[Supplied records Boundary: Start]

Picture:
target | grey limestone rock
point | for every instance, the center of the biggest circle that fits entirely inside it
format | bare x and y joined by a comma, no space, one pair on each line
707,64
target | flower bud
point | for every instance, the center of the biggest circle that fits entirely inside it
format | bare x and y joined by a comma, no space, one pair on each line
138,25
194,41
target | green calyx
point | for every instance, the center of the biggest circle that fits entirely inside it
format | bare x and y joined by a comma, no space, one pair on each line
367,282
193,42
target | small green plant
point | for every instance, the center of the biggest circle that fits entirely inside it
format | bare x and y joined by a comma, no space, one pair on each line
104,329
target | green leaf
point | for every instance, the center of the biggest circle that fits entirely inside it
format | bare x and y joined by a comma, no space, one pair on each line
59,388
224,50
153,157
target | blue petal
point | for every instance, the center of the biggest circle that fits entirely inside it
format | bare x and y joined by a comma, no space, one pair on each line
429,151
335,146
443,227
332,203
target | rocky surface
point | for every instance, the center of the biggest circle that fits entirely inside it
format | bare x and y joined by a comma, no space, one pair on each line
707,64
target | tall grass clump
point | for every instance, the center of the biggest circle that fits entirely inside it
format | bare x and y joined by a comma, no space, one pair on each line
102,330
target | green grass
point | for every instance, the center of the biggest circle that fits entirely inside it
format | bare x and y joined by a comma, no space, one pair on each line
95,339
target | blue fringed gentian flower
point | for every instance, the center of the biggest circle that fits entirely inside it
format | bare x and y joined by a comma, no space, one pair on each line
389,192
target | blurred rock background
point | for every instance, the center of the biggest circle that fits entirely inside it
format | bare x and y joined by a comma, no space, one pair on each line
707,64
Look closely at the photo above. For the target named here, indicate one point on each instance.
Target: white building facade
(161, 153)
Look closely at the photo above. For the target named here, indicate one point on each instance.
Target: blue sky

[Supplied records Boundary: End]

## [What this task involves]
Starting with the first line of the listing above and ending with the line that holds "target | rocky surface", return those lines exactly as written, both included.

## [Output for this task]
Picture:
target | grey limestone rock
point | for every instance, the center of the biggest circle that fits entirely inside it
format | bare x and y joined by a comma, no space, one pair on each line
707,64
target | flower bud
point | for every instance, the center of the biggest circle that fits entirely inside it
format | bare x and y joined by a comma, no space, one pair on each line
138,25
194,41
target | green calyx
point | for every instance, the center of the biggest circle that fits entirely inside it
format | bare x and y joined by a comma, no space, one pair on each line
367,282
193,42
target | small green plant
point | for every instance, the center of the biggest circle that fits entirely inside it
format | bare x and y joined by a comma, no space, one pair on each line
104,329
target | green leaf
point | for every instance, the center of the biggest circle that fits entirely inside it
format | bare x and y joined by a comma, no space, one pair on each line
59,388
224,50
153,157
target | blue petal
point | for every instance, the center of the biggest circle that fits entirely inside it
format | bare x and y joined by a comma, no space, one pair on each line
429,151
335,146
443,227
332,203
target | rocky surface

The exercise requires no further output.